• [What is needed]: List every line of the records below that contains the word "roof".

• [Input records]:
____________________
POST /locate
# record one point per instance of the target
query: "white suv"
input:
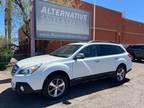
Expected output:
(54, 73)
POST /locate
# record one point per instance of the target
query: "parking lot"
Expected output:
(95, 94)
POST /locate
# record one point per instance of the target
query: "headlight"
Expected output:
(29, 70)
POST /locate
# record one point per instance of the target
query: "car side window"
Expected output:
(105, 50)
(89, 51)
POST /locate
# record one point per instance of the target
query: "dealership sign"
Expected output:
(60, 22)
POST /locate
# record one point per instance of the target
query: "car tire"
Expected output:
(120, 74)
(55, 87)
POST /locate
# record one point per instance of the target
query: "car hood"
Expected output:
(38, 60)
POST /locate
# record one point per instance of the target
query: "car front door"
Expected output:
(89, 65)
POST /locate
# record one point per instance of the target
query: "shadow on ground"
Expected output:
(5, 81)
(142, 61)
(10, 99)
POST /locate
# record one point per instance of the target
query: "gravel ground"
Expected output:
(97, 94)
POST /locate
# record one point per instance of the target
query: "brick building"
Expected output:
(110, 25)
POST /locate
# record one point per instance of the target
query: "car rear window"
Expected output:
(109, 50)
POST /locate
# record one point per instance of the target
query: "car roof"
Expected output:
(94, 43)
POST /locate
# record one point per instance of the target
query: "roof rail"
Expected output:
(93, 41)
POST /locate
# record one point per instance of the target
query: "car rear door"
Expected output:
(88, 66)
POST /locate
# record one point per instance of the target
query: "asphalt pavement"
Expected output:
(95, 94)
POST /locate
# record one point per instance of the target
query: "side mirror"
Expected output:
(79, 56)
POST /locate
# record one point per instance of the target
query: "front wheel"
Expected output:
(120, 74)
(55, 87)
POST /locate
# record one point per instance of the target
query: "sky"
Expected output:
(132, 9)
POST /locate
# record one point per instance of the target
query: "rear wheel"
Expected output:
(55, 87)
(120, 74)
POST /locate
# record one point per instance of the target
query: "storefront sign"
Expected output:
(60, 22)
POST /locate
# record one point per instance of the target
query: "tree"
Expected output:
(23, 10)
(8, 19)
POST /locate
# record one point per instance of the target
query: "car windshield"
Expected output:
(66, 51)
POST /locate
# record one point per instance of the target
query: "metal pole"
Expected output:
(32, 38)
(94, 21)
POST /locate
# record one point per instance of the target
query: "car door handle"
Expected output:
(116, 58)
(97, 61)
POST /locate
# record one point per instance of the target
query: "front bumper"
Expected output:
(26, 84)
(22, 87)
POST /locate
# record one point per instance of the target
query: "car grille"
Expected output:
(14, 69)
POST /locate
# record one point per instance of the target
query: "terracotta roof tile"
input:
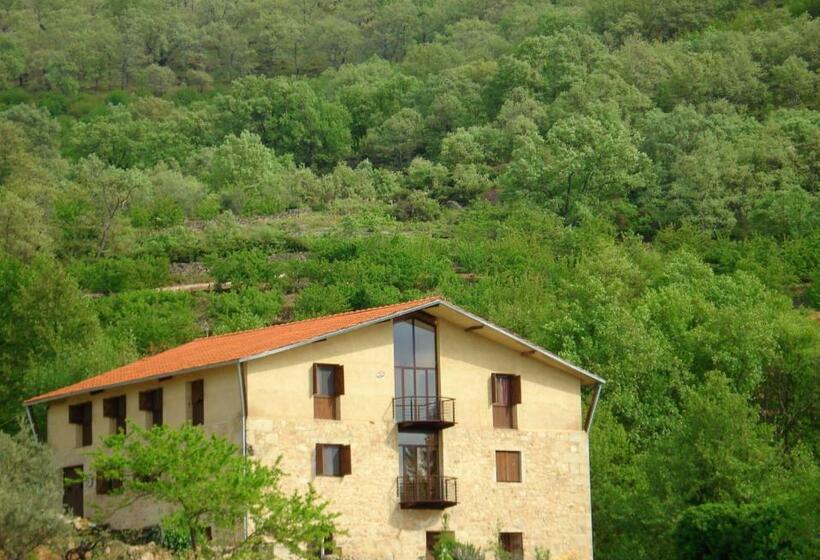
____________________
• [Finished task]:
query: "car roof"
query: "roof rail"
query: "terracotta roof tile"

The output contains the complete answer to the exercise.